--- Input rows ---

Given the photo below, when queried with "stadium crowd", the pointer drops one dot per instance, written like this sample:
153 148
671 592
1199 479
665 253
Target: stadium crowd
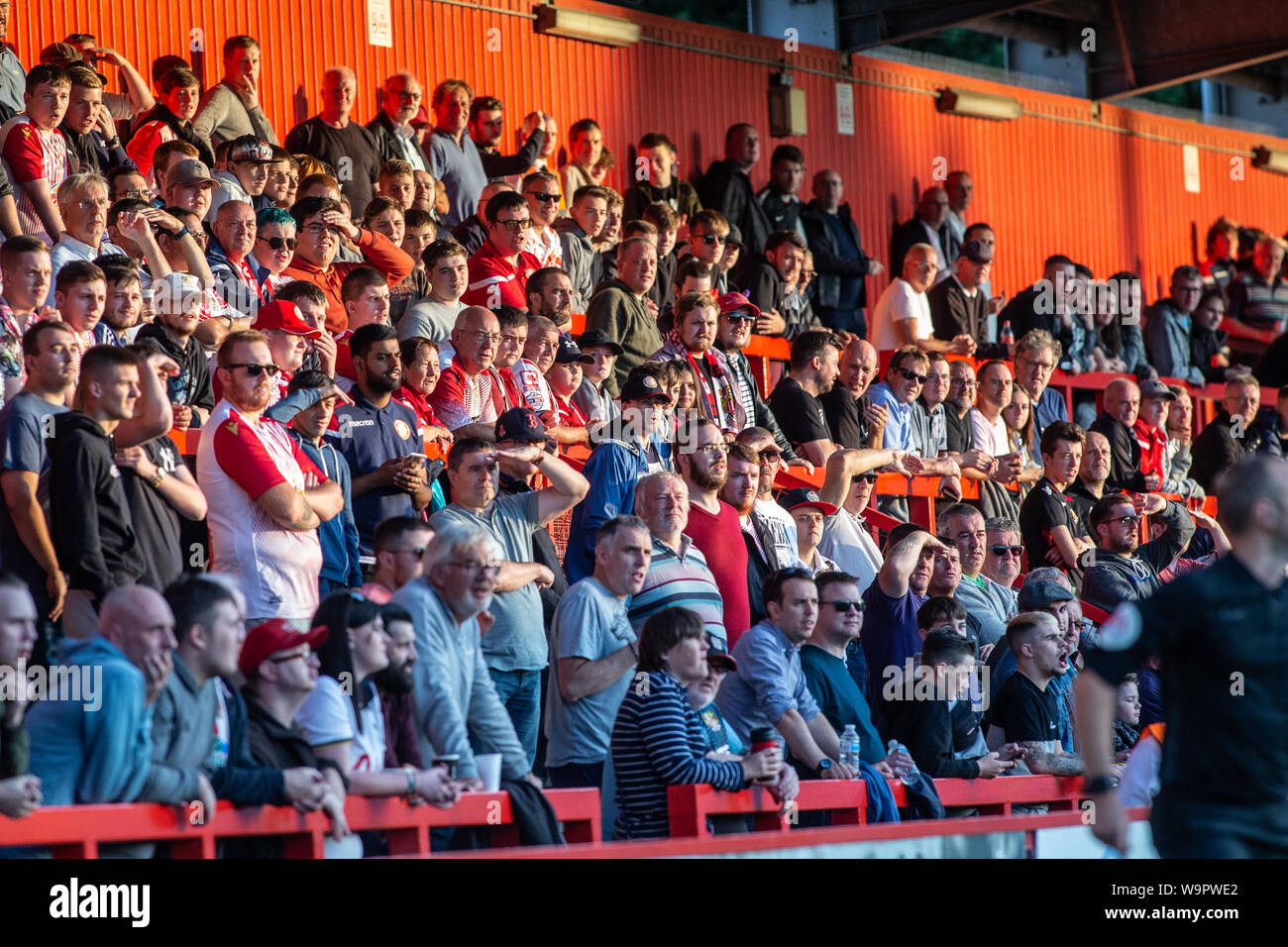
603 581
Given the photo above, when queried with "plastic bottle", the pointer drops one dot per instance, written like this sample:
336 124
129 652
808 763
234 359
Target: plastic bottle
850 749
911 776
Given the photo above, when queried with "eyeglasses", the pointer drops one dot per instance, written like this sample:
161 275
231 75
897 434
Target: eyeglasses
253 368
488 570
844 605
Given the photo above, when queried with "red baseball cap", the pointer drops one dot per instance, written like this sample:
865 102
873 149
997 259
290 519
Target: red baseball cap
271 637
286 317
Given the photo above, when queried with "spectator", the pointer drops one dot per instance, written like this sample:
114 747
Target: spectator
380 437
1168 330
231 108
619 309
678 573
458 707
26 543
318 397
266 496
943 733
514 648
1044 305
541 192
661 183
500 269
454 159
960 304
1258 296
713 525
726 187
1125 570
331 137
833 239
1228 437
657 740
281 671
395 685
346 723
990 603
90 749
769 688
585 150
1005 556
391 129
176 309
927 226
1117 423
320 222
593 651
170 120
37 155
160 489
902 315
1024 709
434 316
1052 530
795 399
587 218
901 587
733 333
485 124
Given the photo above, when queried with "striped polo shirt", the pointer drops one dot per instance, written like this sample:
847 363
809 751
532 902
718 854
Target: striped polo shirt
679 579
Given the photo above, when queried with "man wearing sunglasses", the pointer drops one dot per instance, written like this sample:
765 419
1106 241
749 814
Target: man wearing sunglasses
1124 570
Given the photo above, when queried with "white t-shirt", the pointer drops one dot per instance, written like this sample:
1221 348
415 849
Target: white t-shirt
898 303
327 718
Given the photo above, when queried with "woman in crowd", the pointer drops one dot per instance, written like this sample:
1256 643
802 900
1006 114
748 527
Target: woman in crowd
657 740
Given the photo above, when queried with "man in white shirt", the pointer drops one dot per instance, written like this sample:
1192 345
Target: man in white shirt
902 316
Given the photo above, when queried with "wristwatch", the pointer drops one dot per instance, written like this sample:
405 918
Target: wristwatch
1099 785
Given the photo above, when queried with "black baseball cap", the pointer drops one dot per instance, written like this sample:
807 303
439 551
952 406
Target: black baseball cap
643 388
519 424
597 338
568 352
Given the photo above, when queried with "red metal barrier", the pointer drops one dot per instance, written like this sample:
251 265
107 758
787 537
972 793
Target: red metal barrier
78 831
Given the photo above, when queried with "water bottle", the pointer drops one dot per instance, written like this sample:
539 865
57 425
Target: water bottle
850 749
911 776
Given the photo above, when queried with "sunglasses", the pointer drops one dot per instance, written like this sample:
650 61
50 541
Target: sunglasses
254 368
845 605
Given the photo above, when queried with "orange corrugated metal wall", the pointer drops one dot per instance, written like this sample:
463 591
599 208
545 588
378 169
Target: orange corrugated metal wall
1057 179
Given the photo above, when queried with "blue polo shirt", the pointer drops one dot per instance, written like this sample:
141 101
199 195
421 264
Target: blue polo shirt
901 432
368 437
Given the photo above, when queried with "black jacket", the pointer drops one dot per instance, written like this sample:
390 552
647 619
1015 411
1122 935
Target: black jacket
726 188
828 263
1125 460
93 530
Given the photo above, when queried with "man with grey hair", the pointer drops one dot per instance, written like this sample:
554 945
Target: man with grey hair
592 651
458 709
344 145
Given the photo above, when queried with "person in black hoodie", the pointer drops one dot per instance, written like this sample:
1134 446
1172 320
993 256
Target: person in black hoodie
93 530
943 735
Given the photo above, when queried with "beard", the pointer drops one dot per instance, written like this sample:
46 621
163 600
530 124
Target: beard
397 681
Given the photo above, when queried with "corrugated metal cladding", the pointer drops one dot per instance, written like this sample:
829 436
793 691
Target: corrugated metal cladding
1107 188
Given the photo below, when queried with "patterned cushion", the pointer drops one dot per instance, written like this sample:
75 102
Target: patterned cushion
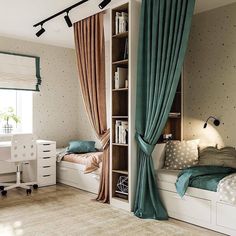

--- Given task ---
Find each line in the material above that contains the string "sunglasses", and copy those lines out.

--- Completed task ---
Given the photo above, when queried with "man wearing sunglasses", the pointer drops one dot per instance, written like this sample:
Target: man wearing sunglasses
Given the photo above, when queried with "sunglasses", the pointer drops one dot per instance, written like this sample:
Target: sunglasses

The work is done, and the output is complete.